WHAT IS NEEDED
Display each line of the records below that contains the word "ceiling", and copy each one in full.

ENTRIES
_ _ _
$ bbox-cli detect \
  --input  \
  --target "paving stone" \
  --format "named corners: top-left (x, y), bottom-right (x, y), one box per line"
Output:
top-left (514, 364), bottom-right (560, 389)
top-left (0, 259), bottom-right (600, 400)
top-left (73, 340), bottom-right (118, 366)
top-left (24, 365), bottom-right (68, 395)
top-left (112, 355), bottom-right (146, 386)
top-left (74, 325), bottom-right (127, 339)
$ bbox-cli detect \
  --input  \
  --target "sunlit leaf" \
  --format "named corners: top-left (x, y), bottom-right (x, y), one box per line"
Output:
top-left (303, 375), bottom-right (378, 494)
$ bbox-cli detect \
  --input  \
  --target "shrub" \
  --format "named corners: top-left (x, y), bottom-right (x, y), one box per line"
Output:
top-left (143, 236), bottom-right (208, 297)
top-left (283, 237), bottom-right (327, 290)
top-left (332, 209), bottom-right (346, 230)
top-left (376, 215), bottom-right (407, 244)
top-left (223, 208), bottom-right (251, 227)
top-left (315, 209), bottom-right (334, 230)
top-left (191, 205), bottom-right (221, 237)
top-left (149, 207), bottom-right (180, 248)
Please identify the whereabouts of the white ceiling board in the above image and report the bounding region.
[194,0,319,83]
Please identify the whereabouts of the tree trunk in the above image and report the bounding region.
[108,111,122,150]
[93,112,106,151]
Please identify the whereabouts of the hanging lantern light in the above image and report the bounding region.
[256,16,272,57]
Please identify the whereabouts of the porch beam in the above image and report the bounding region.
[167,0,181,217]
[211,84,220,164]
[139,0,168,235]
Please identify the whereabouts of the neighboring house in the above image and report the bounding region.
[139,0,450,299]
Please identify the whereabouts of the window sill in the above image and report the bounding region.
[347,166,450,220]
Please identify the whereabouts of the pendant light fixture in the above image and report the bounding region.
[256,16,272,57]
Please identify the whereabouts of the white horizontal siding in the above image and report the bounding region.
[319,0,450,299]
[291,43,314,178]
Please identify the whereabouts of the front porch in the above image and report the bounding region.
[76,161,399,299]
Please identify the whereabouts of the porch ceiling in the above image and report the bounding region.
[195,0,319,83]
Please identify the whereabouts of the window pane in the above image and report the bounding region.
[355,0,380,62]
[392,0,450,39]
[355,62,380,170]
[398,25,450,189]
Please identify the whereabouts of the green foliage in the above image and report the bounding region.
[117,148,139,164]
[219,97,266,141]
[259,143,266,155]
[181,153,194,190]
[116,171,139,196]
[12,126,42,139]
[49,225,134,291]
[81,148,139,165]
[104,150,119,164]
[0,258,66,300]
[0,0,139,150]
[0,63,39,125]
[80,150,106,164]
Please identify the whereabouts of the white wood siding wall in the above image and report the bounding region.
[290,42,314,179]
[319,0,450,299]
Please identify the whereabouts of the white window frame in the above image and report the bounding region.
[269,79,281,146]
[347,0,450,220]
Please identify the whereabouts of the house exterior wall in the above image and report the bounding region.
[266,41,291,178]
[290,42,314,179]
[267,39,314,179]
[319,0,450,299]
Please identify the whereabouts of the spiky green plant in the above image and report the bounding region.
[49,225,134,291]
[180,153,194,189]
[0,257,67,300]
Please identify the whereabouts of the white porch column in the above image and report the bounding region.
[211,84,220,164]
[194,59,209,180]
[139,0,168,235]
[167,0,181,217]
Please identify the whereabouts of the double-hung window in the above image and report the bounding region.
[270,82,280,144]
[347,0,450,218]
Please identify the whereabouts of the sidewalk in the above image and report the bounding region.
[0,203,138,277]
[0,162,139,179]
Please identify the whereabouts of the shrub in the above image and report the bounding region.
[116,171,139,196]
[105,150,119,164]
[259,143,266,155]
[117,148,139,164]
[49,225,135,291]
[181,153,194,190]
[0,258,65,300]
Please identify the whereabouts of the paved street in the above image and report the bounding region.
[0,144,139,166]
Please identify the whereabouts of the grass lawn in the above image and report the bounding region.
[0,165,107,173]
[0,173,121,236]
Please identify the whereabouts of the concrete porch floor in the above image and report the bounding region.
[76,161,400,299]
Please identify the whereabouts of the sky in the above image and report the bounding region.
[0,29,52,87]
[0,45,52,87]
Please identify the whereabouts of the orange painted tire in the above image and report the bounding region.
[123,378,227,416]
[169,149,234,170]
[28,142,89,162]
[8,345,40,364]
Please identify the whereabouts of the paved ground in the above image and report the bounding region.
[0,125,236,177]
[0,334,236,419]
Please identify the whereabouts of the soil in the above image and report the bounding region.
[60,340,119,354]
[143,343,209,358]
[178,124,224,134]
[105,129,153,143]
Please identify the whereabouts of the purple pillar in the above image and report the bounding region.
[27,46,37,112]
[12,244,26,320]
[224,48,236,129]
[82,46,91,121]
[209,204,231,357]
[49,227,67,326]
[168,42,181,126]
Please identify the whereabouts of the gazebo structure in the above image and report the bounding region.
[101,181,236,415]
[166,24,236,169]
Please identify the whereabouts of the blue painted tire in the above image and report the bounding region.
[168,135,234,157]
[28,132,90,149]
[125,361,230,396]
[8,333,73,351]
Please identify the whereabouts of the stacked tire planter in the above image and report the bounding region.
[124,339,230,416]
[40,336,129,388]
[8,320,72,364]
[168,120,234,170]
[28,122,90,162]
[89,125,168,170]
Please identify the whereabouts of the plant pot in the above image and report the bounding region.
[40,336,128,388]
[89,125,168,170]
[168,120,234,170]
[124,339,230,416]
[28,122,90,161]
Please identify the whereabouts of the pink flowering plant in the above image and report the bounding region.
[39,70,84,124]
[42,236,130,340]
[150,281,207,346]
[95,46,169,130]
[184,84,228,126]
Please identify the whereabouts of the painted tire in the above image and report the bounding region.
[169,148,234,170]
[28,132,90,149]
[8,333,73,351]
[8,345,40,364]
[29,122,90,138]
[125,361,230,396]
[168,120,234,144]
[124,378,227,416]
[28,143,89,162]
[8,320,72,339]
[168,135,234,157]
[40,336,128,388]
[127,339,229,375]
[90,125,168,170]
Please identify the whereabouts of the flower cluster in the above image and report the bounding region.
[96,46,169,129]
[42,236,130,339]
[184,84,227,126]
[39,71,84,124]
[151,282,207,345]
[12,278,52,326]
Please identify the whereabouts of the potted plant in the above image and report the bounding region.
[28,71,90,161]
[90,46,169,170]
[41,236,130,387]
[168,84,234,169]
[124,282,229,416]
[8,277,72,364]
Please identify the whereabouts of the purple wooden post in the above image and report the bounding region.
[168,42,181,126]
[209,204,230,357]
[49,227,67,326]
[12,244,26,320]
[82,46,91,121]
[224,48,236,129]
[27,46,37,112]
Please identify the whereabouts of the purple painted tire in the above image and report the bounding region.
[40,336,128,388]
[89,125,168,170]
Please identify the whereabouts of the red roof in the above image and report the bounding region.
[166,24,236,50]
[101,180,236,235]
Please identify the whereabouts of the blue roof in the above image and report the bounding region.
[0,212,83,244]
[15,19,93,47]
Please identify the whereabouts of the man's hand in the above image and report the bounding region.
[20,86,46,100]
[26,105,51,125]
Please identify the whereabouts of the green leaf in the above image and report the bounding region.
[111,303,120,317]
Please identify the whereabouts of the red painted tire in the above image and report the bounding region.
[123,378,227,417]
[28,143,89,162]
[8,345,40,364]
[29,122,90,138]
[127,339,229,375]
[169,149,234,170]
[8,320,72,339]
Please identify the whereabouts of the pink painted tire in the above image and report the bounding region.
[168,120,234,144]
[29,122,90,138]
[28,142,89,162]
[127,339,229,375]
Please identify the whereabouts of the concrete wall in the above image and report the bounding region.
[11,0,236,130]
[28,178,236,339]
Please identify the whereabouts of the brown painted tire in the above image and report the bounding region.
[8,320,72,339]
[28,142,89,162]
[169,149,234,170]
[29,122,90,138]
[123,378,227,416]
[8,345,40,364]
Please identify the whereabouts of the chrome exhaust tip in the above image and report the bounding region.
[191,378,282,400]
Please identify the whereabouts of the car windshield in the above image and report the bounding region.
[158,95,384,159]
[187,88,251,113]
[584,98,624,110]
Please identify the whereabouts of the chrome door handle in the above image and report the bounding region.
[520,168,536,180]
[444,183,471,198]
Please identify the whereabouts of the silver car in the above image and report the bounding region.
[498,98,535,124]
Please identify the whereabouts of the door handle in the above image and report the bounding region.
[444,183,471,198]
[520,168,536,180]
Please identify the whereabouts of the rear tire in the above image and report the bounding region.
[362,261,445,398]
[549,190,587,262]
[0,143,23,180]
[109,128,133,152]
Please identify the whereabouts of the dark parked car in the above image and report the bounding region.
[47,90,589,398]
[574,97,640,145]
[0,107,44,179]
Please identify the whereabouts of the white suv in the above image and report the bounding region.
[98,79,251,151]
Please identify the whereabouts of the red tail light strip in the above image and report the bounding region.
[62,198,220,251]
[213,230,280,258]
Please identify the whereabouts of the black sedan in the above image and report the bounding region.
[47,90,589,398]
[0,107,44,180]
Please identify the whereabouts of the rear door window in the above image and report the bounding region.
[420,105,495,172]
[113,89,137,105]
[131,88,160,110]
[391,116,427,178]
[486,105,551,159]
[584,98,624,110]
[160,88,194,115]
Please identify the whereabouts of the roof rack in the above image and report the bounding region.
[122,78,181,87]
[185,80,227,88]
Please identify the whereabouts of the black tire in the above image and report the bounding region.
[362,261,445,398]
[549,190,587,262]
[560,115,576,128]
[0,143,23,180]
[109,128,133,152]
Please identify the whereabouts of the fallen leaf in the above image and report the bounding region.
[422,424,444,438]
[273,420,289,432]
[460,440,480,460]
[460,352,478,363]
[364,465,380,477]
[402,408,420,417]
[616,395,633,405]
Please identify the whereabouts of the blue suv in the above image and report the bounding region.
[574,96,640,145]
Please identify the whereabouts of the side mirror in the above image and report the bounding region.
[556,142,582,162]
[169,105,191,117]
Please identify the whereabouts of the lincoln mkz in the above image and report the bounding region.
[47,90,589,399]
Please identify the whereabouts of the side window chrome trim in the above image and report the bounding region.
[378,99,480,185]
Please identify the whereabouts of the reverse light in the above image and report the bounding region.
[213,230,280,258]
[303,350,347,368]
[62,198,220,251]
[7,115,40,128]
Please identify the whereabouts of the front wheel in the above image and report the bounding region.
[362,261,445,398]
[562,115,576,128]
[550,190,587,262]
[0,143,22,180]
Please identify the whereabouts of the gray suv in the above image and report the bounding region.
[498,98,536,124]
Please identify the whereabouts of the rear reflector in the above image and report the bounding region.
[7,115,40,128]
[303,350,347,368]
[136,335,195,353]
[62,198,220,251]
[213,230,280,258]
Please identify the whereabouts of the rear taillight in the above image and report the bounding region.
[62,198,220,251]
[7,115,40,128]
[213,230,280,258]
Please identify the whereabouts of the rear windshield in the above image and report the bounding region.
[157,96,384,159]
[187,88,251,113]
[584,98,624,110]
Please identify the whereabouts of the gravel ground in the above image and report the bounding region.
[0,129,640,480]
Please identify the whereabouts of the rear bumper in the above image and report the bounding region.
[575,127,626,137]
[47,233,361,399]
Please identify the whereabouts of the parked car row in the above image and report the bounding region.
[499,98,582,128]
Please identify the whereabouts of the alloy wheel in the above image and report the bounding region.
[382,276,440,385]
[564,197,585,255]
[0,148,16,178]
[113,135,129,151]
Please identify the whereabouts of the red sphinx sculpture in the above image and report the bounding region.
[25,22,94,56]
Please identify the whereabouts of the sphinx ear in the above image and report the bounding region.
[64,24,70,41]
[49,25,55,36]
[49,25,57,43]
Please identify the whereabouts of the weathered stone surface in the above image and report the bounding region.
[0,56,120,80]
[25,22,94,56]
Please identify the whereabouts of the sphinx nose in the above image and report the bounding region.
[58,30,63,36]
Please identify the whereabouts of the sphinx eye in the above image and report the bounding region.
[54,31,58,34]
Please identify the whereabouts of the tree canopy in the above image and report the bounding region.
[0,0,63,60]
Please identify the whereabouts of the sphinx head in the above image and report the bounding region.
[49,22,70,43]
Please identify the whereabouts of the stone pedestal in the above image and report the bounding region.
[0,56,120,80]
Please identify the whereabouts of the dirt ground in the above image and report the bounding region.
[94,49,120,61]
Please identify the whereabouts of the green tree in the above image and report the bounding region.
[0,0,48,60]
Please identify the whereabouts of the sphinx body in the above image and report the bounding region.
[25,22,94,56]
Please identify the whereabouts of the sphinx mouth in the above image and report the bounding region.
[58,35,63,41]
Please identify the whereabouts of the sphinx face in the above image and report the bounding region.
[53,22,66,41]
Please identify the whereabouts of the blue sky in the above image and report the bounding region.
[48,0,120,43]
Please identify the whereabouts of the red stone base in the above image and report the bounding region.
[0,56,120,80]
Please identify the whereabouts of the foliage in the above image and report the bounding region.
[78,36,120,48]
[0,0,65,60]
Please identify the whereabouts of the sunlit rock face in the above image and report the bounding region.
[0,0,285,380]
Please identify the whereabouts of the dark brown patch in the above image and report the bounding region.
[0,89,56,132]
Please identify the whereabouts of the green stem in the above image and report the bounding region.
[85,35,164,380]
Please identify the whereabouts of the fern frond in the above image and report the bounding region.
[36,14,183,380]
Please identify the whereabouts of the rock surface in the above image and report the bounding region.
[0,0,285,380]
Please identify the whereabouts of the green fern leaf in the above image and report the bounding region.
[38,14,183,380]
_ _ _
FULL ANSWER
Please identify the whereabouts of the white ceiling board in the above image and report the bounding region.
Please identify the whereabouts of the porch ceiling in the above image and report the bounding region.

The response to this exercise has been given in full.